• [Tâche à réaliser]:
Prolongez le texte ci-dessous sur la foi et la reconnaissance en reprenant juste après sa dernière phrase.

• [Extrait du document]:
Etre sauvé, quand la mort menace, quand la maladie guette, quand l’exclusion est programmée comme c’était le cas pour les lépreux : être sauvé ne peut que faire naître la reconnaissance. Elle était évidente chez le général syrien Naaman. Dans l’Evangile, reconnaissance aussi, mais manifestée par un seul, qui vient reconnaître le don gratuit qui lui est fait.

Etre reconnaissant ! Finalement n’est-ce pas cela l’attitude fondamentale qui nous fait croyant, chrétien ! Lorsque Jean-Claude Barreau, né d’une famille incroyante, découvre la foi en Jésus-Christ, il résume son expérience dans une livre poignant intitulé La foi ou la reconnaissance. Pour ce brillant intellectuel au parcours un peu chaotique, la foi est inséparable de la reconnaissance.

La foi, c’est reconnaître, émerveillé, de façon concrète, existentielle, que Dieu est cette personne extraordinaire qui veut tisser avec nous – avec chacun de nous – un lien d’amour qui bouleverse et guide dorénavant toute notre existence.

Certes, combien souvent, les religions insistent sur la soumission, sur une croyance qui nous déclare dépendant de ce Dieu tout-puissant qu’il faut se rendre favorable : “ Il y a quelqu’un au-dessus de nous ! ” Même des chrétiens le disent. Certes le Credo proclame : Je crois en un Dieu Tout puissant, créateur du ciel et de la terre. Dieu est ce Père tout-puissant. Mais voilà qu’un jour Abraham, le Père des croyants découvre une autre, une nouvelle relation à Dieu : Dieu est quelqu’un, Quelqu’un pour qui je compte. “ Tu as du prix à mes yeux ”, a dit le prophète Isaïe. Quelqu’un qui veut établir une relation, un lien, un partenariat avec nous.

Dieu est celui qui vient vers nous, démuni, pauvre, pour rencontrer l’homme “ Dieu a tant aimé le monde qu’il a donné son Fils, son unique ” Et il vient vers nous pour que nous puissions remonter vers Lui, atteindre notre taille, réaliser notre vocation.

Saint Alphonse, le grand théologien moraliste, fondateur des Rédemptoristes disait : Est-ce que Dieu ne mérite pas tout notre amour ? Il nous a aimés dès l’éternité. “ Considère, nous dit Dieu, que j’ai été le premier à t’aimer. Tu n’avais pas encore vu le jour, le monde lui-même n’existait pas et moi je t’aimais déjà. Je t’aime du fait même que je suis. ”

Alphonse cite encore saint Paul : “ Celui qui n’a pas refusé même son propre fils mais qui l’a livré pour nous tous, comment pourrait-il ne pas nous donner tout ? ”

Et ce Dieu là n’attend que la réponse. : que je le reconnaisse. Croire, c’est aussi reconnaître cet amour et vivre de cette communion avec lui, comme lui, et avec les autres.

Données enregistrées
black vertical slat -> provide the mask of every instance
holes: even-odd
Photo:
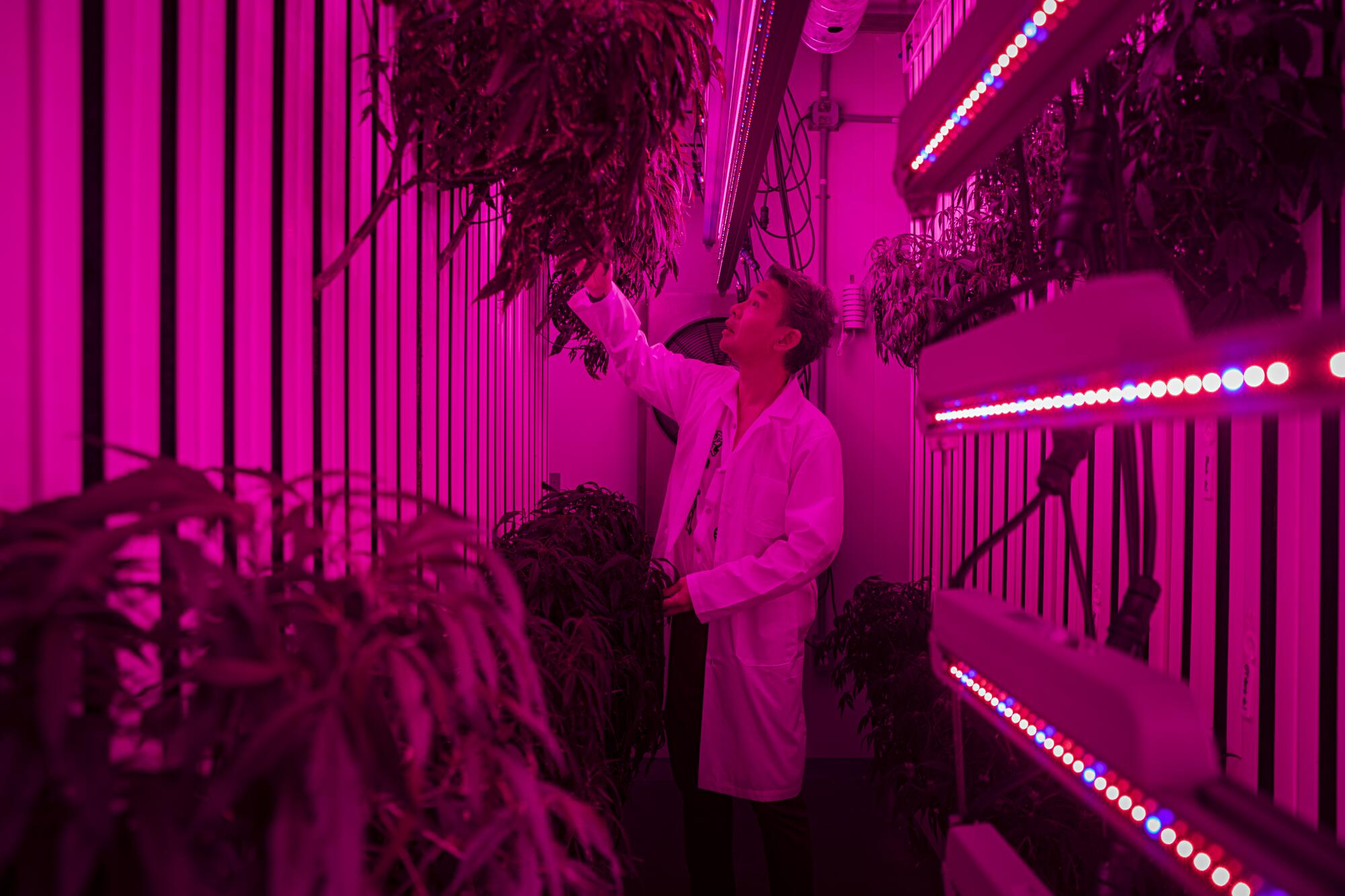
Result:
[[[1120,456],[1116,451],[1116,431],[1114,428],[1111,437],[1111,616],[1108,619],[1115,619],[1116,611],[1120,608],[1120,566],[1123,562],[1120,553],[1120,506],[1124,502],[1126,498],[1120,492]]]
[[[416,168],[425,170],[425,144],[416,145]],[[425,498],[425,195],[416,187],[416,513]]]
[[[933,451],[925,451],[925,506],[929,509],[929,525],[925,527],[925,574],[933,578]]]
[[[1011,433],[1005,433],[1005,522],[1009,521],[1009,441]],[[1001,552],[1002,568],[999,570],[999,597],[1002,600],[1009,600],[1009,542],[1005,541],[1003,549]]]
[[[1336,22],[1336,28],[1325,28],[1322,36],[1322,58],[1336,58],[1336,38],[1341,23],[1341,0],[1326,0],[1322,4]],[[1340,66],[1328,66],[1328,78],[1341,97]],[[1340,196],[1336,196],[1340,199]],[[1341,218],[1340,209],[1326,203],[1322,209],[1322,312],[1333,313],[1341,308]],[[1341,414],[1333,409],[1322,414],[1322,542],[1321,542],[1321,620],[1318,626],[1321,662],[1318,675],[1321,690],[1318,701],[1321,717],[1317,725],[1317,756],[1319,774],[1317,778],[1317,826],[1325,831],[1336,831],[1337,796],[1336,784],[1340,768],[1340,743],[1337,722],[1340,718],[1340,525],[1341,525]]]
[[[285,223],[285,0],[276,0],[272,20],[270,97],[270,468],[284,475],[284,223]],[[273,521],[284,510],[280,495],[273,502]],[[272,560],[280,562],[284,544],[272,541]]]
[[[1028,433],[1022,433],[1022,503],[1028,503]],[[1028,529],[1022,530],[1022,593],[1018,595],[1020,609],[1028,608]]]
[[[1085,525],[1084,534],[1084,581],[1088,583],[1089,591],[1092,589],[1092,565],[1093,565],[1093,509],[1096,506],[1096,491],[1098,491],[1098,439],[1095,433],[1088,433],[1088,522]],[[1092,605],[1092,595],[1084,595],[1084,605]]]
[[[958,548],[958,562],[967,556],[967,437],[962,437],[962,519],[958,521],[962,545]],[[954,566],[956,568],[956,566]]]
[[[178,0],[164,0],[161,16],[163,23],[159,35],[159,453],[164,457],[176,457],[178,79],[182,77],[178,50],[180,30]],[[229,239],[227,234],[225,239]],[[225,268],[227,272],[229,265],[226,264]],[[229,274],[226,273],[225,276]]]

• [Réponse]:
Les dix lépreux étaient tous aimés du Christ. Il les a accueillis, eux que tous rejettent et il leur a dit la parole qui les sauve. Mais un seul lépreux revient – seul- dire à Jésus sa reconnaissance. Il va donc jusqu’au bout de la rencontre avec Jésus, lui le samaritain, l’étranger. Il ne connaissait sans doute pas les mots du psaume 118, mais il les vit : « Je chanterai éternellement les merveilles du Seigneur ».

Les mots de ce psaume, le jeune Josef Isele les portait sur lui lorsqu’il a été arrêté et incroyablement sauvé à la fin de la dernière guerre. En disant à l’époque, et en redisant aujourd’hui ces mots : « Je chanterai éternellement les merveilles du Seigneur. Je ne connaîtrai pas la mort », le Père Isele ne peut que s’émerveiller, dire sa reconnaissance pour le don qui lui a été fait.

Dans notre monde aussi, dans notre vie, Dieu continue d’être à l’œuvre. Il est source de vie, d’amour de partage. Il est au cœur de notre quotidien, aux côtés de tous les exclus, de tous les lépreux de notre monde. Il l’est par tous ceux qui luttent pour l’entente entre les hommes, pour la justice sociale, pour la dignité des plus pauvres. Il guérit de tant de lèpres qui rongent notre monde. Et il le fait par tant de mains qui sans cesse relèvent l’homme, contribuent à le sauver.

Dieu est au cœur de ces rencontres, de tout ce qui libère, sauve, régénère l’homme. Le croyant est celui qui sait reconnaître, qui rend grâce par toute sa vie. Et l’Eucharistie que nous célébrons signifie précisément « Action de grâce ».

Avec le lépreux, avec tous ceux que Dieu aime, par les mots du psaume, chantons tout au long de notre vie les louanges du Seigneur.